== PROBLEM ==
Copy each of the following records word for word, with nothing changed.

[Begin THE DATA]

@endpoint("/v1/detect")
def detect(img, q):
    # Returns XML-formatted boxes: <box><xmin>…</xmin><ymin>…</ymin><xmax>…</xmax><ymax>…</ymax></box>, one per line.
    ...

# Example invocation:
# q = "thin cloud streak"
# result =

[End THE DATA]

== RESULT FOR THIS EXERCISE ==
@endpoint("/v1/detect")
def detect(img, q):
    # Returns XML-formatted boxes: <box><xmin>…</xmin><ymin>…</ymin><xmax>…</xmax><ymax>…</ymax></box>, one per line.
    ...

# Example invocation:
# q = "thin cloud streak"
# result =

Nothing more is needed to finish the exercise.